◆ **SHORT PROBLEM**: Repeat precisely, and only, the lines between the line containing "Which pixel lies on the vehicle" and the end of the listing below, both ends included.

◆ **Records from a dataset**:
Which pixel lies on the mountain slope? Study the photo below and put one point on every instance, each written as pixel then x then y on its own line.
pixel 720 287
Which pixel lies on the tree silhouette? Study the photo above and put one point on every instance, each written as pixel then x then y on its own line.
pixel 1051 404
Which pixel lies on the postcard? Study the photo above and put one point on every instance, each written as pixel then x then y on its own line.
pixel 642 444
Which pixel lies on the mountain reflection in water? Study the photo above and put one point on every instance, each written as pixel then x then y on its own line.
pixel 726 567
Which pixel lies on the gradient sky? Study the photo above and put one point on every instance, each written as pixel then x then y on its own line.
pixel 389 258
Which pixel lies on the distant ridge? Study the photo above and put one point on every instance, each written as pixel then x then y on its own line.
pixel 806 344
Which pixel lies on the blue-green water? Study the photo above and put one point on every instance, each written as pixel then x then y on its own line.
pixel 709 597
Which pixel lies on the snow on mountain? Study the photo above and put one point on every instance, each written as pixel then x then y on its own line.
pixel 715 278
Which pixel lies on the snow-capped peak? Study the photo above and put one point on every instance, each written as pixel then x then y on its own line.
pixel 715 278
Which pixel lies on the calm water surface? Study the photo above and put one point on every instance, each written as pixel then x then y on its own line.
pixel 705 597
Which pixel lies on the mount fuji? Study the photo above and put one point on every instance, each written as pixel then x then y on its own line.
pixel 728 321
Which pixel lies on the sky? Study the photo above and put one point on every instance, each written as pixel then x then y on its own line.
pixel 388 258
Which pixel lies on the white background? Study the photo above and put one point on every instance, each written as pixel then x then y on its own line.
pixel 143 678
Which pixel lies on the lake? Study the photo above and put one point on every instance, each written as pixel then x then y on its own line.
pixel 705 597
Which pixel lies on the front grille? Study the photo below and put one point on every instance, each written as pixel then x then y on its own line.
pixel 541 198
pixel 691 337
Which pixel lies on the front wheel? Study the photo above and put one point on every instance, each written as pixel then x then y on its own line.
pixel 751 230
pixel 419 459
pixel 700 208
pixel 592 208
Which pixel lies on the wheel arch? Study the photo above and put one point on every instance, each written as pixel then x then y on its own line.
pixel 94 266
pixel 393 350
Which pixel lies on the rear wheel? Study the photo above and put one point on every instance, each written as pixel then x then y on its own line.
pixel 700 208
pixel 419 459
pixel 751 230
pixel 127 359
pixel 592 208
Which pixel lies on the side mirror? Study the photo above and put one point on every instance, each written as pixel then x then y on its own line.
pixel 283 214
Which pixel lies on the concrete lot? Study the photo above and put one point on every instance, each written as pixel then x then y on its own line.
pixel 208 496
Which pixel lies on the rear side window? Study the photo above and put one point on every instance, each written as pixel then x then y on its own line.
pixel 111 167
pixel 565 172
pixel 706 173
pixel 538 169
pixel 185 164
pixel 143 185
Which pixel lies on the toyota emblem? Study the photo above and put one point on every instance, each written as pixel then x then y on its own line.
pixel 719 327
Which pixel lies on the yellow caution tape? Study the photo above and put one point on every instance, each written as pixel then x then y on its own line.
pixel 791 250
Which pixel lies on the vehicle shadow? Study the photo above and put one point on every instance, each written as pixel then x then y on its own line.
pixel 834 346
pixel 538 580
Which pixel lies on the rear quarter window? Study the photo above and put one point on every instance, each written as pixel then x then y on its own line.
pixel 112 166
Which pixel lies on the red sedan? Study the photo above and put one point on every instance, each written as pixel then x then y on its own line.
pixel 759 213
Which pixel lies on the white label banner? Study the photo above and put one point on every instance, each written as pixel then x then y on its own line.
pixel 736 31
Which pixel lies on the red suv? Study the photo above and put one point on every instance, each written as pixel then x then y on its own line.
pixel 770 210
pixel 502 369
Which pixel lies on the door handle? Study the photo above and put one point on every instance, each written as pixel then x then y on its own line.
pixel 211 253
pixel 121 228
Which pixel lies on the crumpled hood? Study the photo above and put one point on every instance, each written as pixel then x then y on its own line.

◆ **WORKED ANSWER**:
Which pixel lies on the vehicle shadow? Study the photo above and put one point on every instance, each written as pixel then x then y on its own line.
pixel 834 346
pixel 538 580
Which pixel lies on the rear quarter window? Study the photo above and put one point on every instance, each written as pixel then x then y on its own line.
pixel 112 166
Which pixel lies on the red sedan? Study the photo above and put one point on every instance, each written as pixel then x then y on its own line.
pixel 759 213
Which pixel lies on the white label banner? Study the photo above and put one point on every instance, each written as pixel then x then y on its own line.
pixel 736 31
Which pixel lies on the red suv? Study the photo above and put one point on every instance, each written as pixel then x then y on its own line.
pixel 770 210
pixel 502 369
Which pixel lies on the door handle? Study the photo above and put one point on every instance, each written as pixel then x then y on its own line.
pixel 211 253
pixel 121 228
Which pixel lies on the crumpled hood? Study the photo above and put one point on every instance, each written as pixel then x then y on its own line.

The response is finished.